START Document passage

Apprehensive about developments in Europe regarding Nazism, in 1930 Kármán accepted the directorship of the Guggenheim Aeronautical Laboratory at the California Institute of Technology (GALCIT). The directorship included provision for a research assistant, and he selected Frank Wattendorf, an American who had been studying for three years in Aachen.

Another student Ernest Edwin Sechler took up the problem of making reliable airframes for aircraft, and with von Kármán's support, developed an understanding of aeroelasticity.

The US Army Air Force wanted Caltech to manufacture JATO rockets, but Caltech was not interested in operating in industry. In 1936, von Kármán engaged the legal services of Andrew G. Haley to form the Aerojet Corporation, with his graduate student Frank Malina and their experimental rocketry collaborators Jack Parsons and Edward Forman to manufacture JATO rocket motors. von Kármán later became a naturalized citizen of the United States.

In 1940, von Kármán was selected by John M. Carmody, Administrator of the Federal Works Agency to be on the Board of Engineers tasked with investigating the November 7, 1940, collapse of the Tacoma Narrows Bridge outside Tacoma, Washington. His expertise was instrumental in discovering the effect of aerodynamic forces on the bridge, causing its unusual "galloping" behavior and eventual collapse. Along with Civil Engineers Othmar Amman and Glenn B. Woodruff, he published the report "The Failure of the Tacoma Narrows Bridge" on March 28, 1941.

German activity during World War II increased US military interest in rocket research. In early 1943, the Experimental Engineering Division of the United States Army Air Forces Material Command forwarded to von Kármán reports from British intelligence sources describing German rockets capable of travelling more than 100 miles (160 km). In a letter dated August 2, 1943, von Kármán provided the Army with his analysis of and comments on the German program.

In 1944 he and others affiliated with GALCIT founded the Jet Propulsion Laboratory (JPL), which is now a federally funded research and development center managed and operated by Caltech under a contract from NASA. In 1946 he became the first chairman of the Scientific Advisory Group which studied aeronautical technologies for the United States Army Air Forces. He also helped found AGARD, the NATO aerodynamics research oversight group (1951), the International Council of the Aeronautical Sciences (1956), the International Academy of Astronautics (1960), and the Von Karman Institute for Fluid Dynamics in Sint-Genesius-Rode, south of Brussels (1956).

END Document passage
START Raw data

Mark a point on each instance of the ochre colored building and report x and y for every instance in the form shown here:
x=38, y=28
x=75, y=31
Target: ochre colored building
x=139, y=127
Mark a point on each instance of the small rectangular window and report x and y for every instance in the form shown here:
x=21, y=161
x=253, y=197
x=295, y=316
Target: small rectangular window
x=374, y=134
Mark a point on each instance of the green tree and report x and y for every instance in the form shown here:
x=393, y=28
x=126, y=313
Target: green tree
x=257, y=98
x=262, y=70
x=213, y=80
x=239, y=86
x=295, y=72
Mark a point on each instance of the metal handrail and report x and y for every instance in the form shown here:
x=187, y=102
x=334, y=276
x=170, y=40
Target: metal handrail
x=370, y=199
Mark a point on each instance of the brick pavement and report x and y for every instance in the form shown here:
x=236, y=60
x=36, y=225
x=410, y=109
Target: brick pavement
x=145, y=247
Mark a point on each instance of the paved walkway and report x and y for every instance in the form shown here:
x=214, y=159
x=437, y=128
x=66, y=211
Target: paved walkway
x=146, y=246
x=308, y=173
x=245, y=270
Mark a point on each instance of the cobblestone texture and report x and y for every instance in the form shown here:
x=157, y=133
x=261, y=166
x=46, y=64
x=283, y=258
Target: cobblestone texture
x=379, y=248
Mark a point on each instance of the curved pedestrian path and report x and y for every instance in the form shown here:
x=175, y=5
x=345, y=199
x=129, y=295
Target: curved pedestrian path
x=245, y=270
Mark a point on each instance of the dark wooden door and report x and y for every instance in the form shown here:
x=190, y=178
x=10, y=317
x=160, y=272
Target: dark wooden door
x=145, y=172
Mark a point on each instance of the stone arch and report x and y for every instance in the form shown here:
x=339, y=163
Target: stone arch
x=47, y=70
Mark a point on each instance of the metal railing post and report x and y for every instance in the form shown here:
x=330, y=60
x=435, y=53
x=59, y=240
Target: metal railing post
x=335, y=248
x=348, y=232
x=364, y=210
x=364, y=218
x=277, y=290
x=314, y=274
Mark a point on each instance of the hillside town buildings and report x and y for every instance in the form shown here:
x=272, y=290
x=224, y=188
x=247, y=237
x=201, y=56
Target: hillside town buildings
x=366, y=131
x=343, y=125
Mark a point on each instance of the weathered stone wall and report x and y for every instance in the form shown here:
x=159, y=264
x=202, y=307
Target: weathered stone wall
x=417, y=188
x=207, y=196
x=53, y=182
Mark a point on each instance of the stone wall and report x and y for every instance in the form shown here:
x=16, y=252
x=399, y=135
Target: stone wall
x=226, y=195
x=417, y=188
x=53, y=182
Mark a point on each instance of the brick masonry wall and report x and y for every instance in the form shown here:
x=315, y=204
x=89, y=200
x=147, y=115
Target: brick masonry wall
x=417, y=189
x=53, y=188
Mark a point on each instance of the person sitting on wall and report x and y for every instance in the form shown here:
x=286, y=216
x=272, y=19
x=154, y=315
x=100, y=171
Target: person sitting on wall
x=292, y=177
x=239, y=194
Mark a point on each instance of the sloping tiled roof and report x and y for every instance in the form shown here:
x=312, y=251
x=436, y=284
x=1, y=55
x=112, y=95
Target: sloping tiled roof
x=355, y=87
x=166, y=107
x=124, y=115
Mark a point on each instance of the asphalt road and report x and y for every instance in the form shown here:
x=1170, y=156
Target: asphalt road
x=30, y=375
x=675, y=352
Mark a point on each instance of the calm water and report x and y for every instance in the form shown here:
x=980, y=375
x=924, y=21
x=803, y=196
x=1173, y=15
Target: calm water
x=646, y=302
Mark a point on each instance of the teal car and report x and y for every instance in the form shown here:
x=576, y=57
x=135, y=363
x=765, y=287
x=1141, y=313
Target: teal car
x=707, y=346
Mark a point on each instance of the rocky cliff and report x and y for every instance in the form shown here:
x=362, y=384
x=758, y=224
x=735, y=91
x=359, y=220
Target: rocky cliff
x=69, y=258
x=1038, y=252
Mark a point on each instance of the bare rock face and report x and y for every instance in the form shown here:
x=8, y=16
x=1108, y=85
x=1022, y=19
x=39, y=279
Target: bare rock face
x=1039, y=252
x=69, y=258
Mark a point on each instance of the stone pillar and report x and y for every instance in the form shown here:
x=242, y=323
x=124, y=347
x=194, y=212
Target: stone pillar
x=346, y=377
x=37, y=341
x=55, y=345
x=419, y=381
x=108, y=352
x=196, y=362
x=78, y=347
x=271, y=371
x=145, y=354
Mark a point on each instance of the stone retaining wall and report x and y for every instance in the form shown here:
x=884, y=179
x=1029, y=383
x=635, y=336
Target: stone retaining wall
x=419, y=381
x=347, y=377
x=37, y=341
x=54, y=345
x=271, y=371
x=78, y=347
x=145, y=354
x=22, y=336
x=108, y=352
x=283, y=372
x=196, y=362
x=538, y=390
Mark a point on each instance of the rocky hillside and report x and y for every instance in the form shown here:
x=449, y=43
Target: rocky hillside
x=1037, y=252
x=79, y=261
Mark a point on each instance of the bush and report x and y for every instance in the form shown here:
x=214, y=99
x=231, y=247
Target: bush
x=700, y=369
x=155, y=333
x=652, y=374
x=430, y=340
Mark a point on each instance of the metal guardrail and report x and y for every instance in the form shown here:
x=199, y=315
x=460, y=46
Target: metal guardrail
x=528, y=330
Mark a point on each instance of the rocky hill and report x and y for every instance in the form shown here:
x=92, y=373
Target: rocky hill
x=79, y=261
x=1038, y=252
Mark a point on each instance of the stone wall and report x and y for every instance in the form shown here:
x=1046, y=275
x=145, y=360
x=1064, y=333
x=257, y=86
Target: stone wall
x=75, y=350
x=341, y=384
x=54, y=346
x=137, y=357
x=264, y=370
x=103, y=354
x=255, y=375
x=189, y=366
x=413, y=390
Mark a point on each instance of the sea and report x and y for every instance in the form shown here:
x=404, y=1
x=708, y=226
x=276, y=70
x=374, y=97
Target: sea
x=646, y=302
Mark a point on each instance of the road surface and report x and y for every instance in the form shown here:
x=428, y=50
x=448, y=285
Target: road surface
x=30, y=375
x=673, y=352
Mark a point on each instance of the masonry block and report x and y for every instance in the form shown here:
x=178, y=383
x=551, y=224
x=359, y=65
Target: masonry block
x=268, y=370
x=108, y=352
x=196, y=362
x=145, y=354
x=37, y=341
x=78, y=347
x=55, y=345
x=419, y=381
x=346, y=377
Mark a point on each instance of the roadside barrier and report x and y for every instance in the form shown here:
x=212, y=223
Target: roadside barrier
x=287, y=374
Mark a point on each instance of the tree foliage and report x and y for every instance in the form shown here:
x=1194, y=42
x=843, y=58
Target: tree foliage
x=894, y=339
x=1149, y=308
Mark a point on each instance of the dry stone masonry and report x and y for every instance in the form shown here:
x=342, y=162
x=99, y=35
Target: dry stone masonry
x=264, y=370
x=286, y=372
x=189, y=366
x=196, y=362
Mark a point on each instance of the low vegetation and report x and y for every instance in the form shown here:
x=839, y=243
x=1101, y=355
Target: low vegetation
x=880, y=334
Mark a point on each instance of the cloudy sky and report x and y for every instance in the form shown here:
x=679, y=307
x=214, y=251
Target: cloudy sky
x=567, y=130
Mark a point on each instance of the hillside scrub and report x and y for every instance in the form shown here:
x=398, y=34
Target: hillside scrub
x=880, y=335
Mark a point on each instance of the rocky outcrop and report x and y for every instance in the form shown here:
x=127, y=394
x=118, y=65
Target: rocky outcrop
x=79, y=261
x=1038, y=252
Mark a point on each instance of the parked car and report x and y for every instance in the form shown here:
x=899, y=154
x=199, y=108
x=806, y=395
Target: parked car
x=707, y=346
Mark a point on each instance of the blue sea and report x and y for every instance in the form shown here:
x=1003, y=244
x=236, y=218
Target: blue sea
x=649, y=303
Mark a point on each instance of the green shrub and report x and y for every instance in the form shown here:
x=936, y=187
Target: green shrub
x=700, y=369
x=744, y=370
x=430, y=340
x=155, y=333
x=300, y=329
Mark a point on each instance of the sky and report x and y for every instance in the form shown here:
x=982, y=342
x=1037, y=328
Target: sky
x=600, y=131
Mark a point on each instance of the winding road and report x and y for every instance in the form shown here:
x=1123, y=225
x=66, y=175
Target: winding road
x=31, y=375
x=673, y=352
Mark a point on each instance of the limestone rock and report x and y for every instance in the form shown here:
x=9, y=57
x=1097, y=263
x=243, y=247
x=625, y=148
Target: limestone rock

END Raw data

# Activity A
In the von Kármán passage, whom did Kármán choose as his research assistant at GALCIT?
# Activity B
Do these statements agree with the von Kármán passage? Answer yes or no for each, quoting the deciding words. (i) Caltech was eager to manufacture JATO rockets itself. (ii) The report on the Tacoma Narrows Bridge failure was published on March 28, 1941. (iii) Von Kármán was the first chairman of the Scientific Advisory Group.
# Activity C
Reproduce the part of the von Kármán passage that starts at "The US Army" and ends at "the United States.".

# Written response A
Frank Wattendorf, an American who had been studying for three years in Aachen.

# Written response B
(i) No: "Caltech was not interested in operating in industry."
(ii) Yes: "he published the report "The Failure of the Tacoma Narrows Bridge" on March 28, 1941."
(iii) Yes: "In 1946 he became the first chairman of the Scientific Advisory Group"

# Written response C
The US Army Air Force wanted Caltech to manufacture JATO rockets, but Caltech was not interested in operating in industry. In 1936, von Kármán engaged the legal services of Andrew G. Haley to form the Aerojet Corporation, with his graduate student Frank Malina and their experimental rocketry collaborators Jack Parsons and Edward Forman to manufacture JATO rocket motors. von Kármán later became a naturalized citizen of the United States.